Segment Open
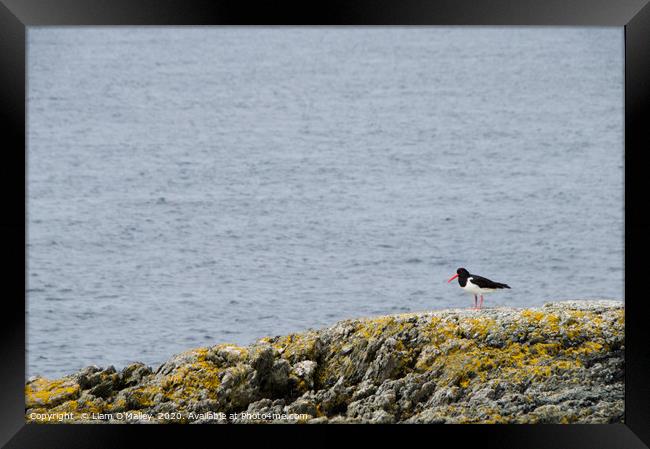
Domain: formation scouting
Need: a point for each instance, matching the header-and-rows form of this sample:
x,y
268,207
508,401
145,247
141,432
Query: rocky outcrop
Segment Closed
> Action item:
Output all the records above again exactly, with the pictures dropped.

> Problem solution:
Domain: formation scouting
Need: a point for each instance, matching the header-and-rows form of this sample:
x,y
268,207
508,401
145,247
141,432
Query: rocky outcrop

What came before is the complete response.